**Aim of the exercise**
The records below must be retyped exactly.

**Provided records**
━━━━━━━━━━

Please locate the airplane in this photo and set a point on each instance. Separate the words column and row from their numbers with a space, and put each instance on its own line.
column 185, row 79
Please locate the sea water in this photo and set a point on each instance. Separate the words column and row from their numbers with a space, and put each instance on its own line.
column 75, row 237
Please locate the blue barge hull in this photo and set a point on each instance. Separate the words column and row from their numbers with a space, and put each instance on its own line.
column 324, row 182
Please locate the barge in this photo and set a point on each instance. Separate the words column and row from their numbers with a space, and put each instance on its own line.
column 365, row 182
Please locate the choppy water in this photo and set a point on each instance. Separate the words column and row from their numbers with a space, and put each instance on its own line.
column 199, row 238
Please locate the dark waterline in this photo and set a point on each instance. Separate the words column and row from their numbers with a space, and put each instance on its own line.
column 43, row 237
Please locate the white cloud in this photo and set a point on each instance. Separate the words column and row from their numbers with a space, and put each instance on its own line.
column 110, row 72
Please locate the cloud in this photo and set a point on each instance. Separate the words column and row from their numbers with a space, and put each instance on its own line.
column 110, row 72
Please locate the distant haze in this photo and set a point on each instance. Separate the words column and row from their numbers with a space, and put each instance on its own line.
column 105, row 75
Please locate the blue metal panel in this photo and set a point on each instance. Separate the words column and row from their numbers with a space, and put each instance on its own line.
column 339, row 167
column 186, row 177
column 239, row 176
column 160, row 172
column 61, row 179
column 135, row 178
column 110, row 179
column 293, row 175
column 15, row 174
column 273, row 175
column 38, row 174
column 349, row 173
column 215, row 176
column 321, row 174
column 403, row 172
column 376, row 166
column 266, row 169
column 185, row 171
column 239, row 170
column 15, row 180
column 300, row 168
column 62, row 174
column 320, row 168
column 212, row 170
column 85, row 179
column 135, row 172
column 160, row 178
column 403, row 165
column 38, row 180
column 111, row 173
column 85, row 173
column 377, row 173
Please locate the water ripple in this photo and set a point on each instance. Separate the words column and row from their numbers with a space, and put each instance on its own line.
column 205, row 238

━━━━━━━━━━

**Written response**
Please locate the airplane in this photo and set a point on each instance. Separate the words column and row from their numbers with a space, and put each instance on its own line.
column 185, row 79
Please locate the sea water in this photo and set a point on each instance. Separate the words column and row from their numbers with a space, and put each instance on its own line.
column 75, row 237
Please locate the blue barge hull in this photo and set a point on each instance. Separate the words column and row from their numbers with a space, and put each instance on its own line.
column 324, row 182
Please locate the barge in this photo and set a point on each instance. Separate the words column and row from their numbers with a space, and put each instance on its own line.
column 365, row 182
Please locate the choppy water in this photo and set a point on each instance. Separate the words column and row from their numbers with a space, and put each instance on its own line.
column 199, row 238
Please locate the dark waterline in this photo and set a point on each instance. Separate the words column and row from their numbers with a space, and put each instance on its own line.
column 43, row 237
Please locate the white cloud in this photo and set a point on each instance. Separate the words column and row from their numbers with a space, and put each instance on its own line.
column 110, row 72
Please locate the cloud in this photo and set a point on each instance. Separate the words column and row from their numbers with a space, and put each instance on its own line.
column 110, row 72
Please locate the distant haze in this photo and set a point on each instance. Separate the words column and row from their numbers with a space, and put each instance on its own line.
column 105, row 75
Please locate the blue metal panel in this photo and set a point on each instance. Separate the words column and row from their numbers with a space, and put each instance on its own line.
column 339, row 167
column 186, row 177
column 239, row 176
column 160, row 172
column 61, row 179
column 135, row 178
column 110, row 179
column 293, row 175
column 15, row 174
column 273, row 175
column 38, row 174
column 349, row 173
column 215, row 176
column 321, row 174
column 403, row 172
column 376, row 166
column 266, row 169
column 185, row 171
column 239, row 170
column 15, row 180
column 300, row 168
column 62, row 174
column 320, row 168
column 212, row 170
column 85, row 179
column 135, row 172
column 160, row 178
column 403, row 165
column 38, row 180
column 111, row 173
column 85, row 173
column 377, row 173
Please locate the water ripple in this photo and set a point on each instance. Separate the words column and row from their numbers with a space, and put each instance on its own line.
column 205, row 238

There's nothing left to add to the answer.